EXTRAIT ▸
- - - - - - -

Si en cancérologie les opioïdes forts sont considérés comme le « gold standard » des antalgiques, leur emploi dans les autres douleurs chroniques est d’avantage discuté. Face au risque potentiel de mésusage et de dépendance, les nouvelles recommandations de la SFETD rassurent et prônent une utilisation décomplexée mais raisonnée.
L’envolée des mésusage et des dépendances et la survenue de décès liés à la prise d’opioïdes ont amené les états-Unis – qui consomment 10 fois plus de morphiniques que les Européens – à en restreindre l’usage avec des recommandations plutôt contraignantes.

- - - - - - -

[Données de localisation de points]
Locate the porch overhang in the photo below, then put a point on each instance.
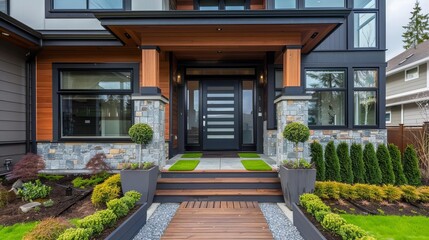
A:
(244, 31)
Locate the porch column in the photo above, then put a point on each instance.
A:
(149, 106)
(292, 105)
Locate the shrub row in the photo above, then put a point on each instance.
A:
(96, 223)
(357, 165)
(331, 221)
(390, 193)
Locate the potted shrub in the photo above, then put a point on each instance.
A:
(297, 176)
(141, 176)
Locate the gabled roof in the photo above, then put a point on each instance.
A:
(408, 58)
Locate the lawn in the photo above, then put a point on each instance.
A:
(184, 165)
(256, 165)
(248, 155)
(192, 155)
(392, 227)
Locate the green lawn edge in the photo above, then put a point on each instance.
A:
(184, 165)
(256, 165)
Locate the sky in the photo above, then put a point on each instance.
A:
(398, 14)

- - - - - - -

VOTRE TRAVAIL ▸
a - Énumérez tous les risques liés aux opioïdes que mentionne l'extrait sur les opioïdes.
b - Reproduisez mot pour mot le passage de l'extrait sur les opioïdes situé entre « Si en cancérologie » et « recommandations plutôt contraignantes. », ces deux bornes comprises.

RÉSULTATS ATTENDUS ▸
a - Le mésusage, la dépendance et les décès.

b -
Si en cancérologie les opioïdes forts sont considérés comme le « gold standard » des antalgiques, leur emploi dans les autres douleurs chroniques est d’avantage discuté. Face au risque potentiel de mésusage et de dépendance, les nouvelles recommandations de la SFETD rassurent et prônent une utilisation décomplexée mais raisonnée.
L’envolée des mésusage et des dépendances et la survenue de décès liés à la prise d’opioïdes ont amené les états-Unis – qui consomment 10 fois plus de morphiniques que les Européens – à en restreindre l’usage avec des recommandations plutôt contraignantes.